GIVEN PROBLEM – Please count how many lines of the material below contain the string "horn", matching case exactly, and reply with only that number.

Records
☆ ☆ ☆

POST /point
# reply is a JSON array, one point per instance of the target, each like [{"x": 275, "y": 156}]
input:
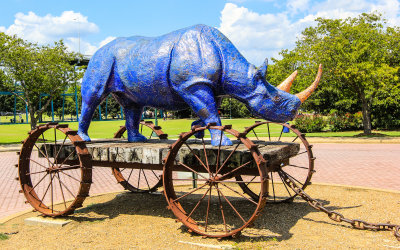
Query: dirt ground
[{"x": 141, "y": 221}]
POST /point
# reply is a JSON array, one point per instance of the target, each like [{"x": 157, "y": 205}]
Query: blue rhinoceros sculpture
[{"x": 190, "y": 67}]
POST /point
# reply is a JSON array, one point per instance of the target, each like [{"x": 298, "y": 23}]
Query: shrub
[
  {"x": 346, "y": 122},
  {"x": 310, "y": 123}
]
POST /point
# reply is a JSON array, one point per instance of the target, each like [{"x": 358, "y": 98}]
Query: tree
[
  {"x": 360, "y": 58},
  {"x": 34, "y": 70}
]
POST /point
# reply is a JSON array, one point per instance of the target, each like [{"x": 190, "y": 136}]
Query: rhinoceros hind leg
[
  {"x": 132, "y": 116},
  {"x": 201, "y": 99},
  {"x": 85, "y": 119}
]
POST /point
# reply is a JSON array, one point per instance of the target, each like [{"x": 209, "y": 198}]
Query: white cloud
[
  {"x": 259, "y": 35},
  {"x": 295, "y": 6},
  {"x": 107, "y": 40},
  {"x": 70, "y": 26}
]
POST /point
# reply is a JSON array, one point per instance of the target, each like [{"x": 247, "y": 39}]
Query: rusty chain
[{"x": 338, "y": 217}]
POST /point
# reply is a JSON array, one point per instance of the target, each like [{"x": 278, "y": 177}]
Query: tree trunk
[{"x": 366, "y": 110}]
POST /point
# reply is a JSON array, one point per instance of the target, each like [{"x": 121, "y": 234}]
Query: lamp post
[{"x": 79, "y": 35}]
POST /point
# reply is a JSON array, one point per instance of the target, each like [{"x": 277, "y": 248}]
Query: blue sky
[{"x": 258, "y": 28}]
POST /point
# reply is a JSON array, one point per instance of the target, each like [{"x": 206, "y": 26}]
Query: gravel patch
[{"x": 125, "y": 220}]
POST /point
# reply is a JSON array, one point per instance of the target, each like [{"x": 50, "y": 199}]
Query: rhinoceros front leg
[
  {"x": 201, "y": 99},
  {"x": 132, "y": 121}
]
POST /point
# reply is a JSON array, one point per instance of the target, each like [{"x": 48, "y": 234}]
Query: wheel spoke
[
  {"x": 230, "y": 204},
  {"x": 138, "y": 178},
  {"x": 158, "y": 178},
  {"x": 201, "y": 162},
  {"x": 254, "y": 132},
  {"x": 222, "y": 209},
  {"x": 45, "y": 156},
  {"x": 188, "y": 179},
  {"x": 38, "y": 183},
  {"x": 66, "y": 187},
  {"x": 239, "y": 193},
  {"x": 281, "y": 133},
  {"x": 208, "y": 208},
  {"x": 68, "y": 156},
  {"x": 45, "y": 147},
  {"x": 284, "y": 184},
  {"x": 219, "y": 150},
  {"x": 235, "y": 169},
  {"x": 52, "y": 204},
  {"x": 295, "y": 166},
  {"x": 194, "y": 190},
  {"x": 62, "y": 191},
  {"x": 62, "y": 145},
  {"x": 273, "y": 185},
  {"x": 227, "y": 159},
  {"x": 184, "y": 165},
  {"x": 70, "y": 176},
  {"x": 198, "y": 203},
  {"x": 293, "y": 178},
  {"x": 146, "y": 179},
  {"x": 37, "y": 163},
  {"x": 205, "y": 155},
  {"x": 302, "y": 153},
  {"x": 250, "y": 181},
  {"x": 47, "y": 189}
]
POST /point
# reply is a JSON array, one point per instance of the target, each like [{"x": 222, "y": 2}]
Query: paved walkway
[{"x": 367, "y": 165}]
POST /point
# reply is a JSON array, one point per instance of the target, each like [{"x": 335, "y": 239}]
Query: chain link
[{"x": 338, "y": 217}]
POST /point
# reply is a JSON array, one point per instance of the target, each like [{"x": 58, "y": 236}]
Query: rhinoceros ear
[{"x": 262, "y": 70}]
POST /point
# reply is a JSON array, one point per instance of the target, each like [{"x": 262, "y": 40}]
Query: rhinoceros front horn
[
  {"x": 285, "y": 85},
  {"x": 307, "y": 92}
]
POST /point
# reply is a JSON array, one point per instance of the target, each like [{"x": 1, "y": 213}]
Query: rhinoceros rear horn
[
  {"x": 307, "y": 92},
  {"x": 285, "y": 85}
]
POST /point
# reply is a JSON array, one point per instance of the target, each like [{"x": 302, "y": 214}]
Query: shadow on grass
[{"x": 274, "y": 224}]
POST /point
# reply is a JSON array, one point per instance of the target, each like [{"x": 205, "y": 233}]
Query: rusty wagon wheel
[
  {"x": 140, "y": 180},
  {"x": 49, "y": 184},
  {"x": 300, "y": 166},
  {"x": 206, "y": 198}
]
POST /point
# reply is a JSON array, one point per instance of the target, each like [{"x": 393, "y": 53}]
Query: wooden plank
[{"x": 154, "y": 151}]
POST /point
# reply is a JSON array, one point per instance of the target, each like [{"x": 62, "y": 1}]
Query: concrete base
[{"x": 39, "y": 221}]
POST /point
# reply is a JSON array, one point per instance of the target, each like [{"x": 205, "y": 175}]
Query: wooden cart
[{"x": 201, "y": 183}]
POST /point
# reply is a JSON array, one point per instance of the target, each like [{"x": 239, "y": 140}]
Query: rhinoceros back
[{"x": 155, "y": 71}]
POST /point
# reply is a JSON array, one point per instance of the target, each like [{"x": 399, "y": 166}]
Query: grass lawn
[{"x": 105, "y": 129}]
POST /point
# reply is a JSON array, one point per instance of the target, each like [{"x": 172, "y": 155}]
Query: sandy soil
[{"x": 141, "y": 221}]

☆ ☆ ☆

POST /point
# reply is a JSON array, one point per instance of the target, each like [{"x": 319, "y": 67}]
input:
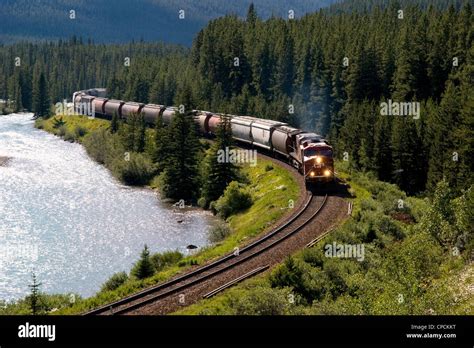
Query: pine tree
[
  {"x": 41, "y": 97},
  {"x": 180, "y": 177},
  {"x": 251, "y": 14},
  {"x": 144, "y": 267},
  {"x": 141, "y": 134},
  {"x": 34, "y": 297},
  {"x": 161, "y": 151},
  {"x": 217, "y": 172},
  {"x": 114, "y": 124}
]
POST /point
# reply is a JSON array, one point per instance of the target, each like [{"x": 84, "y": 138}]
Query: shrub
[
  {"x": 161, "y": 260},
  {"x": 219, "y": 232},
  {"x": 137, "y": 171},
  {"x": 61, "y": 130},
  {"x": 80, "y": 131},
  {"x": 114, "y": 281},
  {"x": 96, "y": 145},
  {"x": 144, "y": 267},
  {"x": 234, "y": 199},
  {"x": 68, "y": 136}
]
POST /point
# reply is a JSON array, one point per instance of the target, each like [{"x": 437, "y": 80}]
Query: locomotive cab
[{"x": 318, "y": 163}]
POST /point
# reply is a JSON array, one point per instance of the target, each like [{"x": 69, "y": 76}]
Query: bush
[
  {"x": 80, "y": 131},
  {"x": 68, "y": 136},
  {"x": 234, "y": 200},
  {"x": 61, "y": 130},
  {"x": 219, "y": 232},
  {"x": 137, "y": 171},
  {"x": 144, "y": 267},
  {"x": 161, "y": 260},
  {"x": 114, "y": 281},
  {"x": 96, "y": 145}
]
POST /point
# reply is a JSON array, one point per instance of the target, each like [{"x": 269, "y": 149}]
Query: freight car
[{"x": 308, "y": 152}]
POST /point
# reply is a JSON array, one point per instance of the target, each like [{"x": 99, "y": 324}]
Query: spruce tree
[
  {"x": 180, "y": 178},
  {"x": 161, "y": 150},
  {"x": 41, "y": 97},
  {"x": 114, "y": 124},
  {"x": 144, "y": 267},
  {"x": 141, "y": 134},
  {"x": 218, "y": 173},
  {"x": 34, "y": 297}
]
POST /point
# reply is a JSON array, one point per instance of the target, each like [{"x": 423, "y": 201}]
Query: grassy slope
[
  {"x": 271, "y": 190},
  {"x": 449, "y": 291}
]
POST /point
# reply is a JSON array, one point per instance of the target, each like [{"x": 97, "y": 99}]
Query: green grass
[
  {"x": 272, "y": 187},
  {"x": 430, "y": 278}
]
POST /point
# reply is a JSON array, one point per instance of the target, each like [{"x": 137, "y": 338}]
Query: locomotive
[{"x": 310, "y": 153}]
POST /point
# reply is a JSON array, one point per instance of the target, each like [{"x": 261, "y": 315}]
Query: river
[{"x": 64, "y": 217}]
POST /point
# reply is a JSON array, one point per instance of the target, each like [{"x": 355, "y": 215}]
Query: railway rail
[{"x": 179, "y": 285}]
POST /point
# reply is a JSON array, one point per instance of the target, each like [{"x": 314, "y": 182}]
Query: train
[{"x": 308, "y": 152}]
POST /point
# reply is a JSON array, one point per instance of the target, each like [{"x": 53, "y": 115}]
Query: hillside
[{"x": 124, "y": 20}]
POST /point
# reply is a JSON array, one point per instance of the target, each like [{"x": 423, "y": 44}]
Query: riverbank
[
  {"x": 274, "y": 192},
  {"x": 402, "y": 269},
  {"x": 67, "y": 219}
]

☆ ☆ ☆

PROBLEM SOLUTION – 2